▶ [RECORDED INFORMATION]:
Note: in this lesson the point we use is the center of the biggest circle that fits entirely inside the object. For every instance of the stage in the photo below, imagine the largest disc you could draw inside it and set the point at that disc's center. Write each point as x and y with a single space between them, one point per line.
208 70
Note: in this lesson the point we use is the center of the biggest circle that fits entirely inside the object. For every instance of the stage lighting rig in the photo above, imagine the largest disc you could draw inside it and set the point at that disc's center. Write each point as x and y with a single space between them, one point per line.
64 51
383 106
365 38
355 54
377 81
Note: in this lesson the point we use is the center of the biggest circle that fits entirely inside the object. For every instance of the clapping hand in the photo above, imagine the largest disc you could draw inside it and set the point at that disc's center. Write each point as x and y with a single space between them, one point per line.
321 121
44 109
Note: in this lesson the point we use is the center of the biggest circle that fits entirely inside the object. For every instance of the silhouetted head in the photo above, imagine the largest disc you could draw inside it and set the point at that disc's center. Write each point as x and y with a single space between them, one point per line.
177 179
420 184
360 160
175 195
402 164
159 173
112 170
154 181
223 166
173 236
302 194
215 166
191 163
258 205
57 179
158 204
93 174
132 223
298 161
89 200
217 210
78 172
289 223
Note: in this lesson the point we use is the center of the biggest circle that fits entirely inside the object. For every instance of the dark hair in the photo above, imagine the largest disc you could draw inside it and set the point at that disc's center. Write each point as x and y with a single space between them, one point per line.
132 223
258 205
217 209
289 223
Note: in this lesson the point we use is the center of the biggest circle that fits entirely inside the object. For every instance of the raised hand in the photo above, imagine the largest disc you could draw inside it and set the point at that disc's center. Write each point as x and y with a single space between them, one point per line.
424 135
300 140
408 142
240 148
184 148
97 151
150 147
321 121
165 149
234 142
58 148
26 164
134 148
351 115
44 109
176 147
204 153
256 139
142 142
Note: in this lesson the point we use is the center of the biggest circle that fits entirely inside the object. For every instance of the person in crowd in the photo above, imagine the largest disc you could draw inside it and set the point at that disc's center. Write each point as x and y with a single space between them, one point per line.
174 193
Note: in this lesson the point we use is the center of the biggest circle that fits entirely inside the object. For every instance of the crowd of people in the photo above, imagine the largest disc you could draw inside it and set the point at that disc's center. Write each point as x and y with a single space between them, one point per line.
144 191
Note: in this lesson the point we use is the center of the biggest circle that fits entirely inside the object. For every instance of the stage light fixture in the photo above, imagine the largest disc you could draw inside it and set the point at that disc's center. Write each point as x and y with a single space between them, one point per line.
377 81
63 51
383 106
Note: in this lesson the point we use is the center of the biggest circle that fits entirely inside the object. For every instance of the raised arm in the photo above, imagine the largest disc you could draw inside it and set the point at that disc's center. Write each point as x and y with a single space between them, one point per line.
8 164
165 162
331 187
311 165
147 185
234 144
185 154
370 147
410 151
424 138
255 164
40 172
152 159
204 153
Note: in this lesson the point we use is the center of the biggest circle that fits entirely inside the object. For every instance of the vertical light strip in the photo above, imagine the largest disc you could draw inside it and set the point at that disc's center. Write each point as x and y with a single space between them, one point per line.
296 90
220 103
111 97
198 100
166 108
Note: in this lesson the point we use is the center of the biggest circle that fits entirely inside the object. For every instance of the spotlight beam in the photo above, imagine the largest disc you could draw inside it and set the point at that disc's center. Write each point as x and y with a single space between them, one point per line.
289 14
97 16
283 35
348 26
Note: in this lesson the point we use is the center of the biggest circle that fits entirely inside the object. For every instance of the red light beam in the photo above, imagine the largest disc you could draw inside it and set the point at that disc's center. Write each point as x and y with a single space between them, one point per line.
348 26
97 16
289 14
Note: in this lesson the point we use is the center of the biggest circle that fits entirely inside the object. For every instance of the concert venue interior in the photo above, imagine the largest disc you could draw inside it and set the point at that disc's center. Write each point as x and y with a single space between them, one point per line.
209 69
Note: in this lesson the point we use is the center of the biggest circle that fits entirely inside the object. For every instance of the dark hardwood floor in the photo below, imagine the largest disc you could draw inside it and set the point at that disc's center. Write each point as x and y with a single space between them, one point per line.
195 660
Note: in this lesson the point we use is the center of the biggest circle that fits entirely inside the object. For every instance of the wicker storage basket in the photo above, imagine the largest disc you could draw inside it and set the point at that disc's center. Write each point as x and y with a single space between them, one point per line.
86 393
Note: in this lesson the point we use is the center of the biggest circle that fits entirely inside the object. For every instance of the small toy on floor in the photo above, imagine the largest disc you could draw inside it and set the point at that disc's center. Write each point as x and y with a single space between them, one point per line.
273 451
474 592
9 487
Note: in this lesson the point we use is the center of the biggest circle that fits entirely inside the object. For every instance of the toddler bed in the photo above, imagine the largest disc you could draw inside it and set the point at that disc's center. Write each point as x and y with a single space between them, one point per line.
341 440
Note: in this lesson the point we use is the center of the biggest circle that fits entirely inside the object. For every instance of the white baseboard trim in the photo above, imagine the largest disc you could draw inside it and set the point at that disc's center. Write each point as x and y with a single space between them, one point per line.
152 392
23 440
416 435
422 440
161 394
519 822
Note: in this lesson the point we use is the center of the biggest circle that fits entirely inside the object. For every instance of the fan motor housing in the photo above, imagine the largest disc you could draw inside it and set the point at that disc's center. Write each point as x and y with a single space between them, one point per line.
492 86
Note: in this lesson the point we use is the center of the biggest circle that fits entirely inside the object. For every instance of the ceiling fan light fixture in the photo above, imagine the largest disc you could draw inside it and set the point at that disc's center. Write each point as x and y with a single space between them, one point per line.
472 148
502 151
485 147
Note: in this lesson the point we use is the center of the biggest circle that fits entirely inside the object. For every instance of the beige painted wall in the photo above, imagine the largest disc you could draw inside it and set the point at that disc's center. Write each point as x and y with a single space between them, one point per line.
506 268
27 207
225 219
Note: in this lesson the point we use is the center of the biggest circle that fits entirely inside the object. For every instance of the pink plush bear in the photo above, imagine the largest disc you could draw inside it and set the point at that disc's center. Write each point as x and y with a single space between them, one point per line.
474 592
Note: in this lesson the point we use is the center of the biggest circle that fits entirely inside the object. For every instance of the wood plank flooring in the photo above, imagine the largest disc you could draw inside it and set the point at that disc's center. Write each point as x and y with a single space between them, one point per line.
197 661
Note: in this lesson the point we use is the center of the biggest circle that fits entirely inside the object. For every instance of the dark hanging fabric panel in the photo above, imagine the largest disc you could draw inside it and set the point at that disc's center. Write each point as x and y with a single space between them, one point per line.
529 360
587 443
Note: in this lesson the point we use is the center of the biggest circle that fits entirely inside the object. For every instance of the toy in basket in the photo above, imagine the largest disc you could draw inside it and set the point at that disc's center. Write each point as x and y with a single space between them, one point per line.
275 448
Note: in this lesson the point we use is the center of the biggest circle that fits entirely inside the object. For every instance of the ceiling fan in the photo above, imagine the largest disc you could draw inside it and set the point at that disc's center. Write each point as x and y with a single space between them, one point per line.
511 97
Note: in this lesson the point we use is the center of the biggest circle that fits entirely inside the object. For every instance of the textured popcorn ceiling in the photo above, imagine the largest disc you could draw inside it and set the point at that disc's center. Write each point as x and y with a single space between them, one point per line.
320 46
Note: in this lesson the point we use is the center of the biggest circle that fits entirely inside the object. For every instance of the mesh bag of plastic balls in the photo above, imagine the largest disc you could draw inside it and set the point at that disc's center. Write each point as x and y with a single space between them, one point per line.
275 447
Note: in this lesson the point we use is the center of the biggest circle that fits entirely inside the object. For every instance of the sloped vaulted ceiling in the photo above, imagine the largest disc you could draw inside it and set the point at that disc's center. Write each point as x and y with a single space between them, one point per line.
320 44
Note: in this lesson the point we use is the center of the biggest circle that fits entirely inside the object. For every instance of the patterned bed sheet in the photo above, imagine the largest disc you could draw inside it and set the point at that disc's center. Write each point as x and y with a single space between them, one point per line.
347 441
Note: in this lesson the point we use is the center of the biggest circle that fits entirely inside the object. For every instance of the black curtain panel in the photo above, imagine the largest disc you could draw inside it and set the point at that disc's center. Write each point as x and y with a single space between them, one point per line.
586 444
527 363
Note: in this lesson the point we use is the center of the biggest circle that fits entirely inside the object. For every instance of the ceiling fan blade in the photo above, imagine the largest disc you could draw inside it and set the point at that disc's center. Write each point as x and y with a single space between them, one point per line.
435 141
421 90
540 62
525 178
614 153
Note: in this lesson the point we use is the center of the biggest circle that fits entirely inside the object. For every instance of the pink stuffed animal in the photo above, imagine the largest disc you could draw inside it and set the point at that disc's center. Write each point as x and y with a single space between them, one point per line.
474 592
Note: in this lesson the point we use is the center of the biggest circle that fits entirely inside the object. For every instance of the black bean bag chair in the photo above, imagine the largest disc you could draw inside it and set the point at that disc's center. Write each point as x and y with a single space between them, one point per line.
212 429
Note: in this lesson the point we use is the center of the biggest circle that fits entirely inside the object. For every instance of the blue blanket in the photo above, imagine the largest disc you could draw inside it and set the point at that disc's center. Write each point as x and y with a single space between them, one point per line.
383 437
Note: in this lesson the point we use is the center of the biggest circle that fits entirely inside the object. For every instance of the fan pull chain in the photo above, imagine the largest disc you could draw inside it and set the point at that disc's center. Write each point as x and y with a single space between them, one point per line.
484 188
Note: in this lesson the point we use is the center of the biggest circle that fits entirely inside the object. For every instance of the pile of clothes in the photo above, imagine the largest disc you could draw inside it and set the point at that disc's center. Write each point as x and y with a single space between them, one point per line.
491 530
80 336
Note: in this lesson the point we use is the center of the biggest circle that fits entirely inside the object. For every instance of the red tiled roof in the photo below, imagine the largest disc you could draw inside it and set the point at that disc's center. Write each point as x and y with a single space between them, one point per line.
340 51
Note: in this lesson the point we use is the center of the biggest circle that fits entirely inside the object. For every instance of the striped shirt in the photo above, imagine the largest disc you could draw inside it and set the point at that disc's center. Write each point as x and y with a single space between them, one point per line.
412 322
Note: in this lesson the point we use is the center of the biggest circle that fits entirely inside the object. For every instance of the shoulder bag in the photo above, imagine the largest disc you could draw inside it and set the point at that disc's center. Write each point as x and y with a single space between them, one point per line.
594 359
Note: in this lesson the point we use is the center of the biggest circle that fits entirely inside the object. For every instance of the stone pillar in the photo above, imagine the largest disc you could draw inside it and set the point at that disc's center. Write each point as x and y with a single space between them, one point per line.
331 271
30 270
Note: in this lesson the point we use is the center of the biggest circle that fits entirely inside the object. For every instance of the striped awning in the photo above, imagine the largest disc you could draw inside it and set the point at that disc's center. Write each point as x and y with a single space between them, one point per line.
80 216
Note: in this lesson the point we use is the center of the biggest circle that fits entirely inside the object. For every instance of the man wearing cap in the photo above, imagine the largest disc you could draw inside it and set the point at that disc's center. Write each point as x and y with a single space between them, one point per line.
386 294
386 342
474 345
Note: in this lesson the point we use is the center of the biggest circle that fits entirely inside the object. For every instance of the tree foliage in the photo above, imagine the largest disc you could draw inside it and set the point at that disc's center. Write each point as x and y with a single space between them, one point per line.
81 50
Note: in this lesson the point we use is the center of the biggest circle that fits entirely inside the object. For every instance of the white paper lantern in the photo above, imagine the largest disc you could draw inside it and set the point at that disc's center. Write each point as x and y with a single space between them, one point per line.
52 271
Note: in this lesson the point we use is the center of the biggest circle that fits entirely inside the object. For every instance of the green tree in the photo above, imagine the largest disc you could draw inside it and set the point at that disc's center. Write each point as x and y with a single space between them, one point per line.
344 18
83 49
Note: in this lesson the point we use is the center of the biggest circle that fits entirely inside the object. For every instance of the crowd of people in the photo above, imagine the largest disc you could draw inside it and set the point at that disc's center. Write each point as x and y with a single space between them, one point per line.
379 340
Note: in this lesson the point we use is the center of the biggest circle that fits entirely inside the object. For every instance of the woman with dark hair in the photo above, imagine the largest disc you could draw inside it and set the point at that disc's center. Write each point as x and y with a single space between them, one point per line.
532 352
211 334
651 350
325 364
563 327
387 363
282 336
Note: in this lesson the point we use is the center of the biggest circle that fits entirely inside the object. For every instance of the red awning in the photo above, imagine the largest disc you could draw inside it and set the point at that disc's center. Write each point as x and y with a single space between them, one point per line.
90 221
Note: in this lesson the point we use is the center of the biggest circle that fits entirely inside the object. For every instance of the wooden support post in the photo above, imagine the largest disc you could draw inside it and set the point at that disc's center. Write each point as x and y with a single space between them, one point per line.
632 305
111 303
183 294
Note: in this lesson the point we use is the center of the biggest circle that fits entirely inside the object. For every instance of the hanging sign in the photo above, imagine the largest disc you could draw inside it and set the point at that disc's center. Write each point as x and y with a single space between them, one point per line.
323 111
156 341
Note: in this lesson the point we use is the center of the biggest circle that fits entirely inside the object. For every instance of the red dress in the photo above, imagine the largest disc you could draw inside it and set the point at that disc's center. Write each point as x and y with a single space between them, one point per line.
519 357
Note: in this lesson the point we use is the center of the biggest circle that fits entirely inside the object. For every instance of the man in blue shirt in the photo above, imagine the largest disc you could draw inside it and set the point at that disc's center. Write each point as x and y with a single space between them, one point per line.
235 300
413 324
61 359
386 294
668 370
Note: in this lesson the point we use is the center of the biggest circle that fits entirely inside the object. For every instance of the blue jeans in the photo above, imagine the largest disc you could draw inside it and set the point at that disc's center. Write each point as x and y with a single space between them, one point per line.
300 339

▶ [WORK TO COMPLETE]: Exactly the lines from the one containing "man in blue" through the end of the records above are to be printed, and no others.

▶ [FINISHED TASK]:
Note: in this lesson the point we use is the center of the biggest circle that fits entirely inside the object. For every instance of the man in blue shirt in the photo above, imagine the largest disc you could draw inside it and set the point at that disc's center. Write each point as x and y with a single space between them, one point per line.
235 300
413 324
61 359
386 294
668 370
Note: in this lesson the point we use is the center of the biggest circle that fits entirely inside the object. For every instance of the blue jeans in the photo above, imagine the largest disc you could draw inside it and set the point at that disc's center. Write each point as x and y with a single space between them, one point per line.
300 339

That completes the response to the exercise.